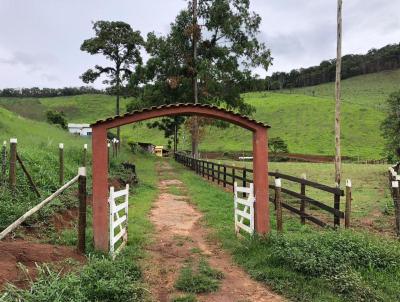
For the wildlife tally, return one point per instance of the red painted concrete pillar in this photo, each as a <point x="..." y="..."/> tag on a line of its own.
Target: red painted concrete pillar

---

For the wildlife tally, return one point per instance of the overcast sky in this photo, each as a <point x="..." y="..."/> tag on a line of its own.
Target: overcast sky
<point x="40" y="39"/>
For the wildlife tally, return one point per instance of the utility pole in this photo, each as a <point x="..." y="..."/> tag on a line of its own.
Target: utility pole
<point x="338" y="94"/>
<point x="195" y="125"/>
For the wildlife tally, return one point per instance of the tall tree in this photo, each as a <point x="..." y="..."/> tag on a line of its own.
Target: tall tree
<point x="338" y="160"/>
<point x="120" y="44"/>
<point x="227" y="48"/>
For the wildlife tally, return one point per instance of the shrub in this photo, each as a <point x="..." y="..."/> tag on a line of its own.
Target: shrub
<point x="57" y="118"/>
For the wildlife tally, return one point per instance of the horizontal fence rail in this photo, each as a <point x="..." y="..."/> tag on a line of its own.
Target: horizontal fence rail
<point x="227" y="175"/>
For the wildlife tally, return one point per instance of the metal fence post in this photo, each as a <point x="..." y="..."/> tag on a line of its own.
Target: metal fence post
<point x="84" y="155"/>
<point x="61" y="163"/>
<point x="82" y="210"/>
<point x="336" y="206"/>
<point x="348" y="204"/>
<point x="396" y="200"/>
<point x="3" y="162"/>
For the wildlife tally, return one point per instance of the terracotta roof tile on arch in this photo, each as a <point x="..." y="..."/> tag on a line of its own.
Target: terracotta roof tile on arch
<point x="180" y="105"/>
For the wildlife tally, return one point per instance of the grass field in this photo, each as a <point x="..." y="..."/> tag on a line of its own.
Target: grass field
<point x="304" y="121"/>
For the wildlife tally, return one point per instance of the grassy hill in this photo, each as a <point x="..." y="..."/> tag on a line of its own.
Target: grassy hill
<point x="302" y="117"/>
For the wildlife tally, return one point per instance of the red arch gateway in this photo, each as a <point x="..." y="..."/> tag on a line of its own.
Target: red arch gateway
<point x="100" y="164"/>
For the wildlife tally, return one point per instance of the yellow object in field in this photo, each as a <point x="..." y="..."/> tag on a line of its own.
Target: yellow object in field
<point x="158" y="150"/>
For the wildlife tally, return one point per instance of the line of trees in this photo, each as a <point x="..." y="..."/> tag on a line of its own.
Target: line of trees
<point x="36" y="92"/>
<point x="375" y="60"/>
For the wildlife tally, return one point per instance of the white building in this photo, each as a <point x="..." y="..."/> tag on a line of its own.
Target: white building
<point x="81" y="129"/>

## EXERCISE GOAL
How many lines above contain the string "arch", with case counting? Reply with the number alone.

## OUTPUT OF THE TASK
4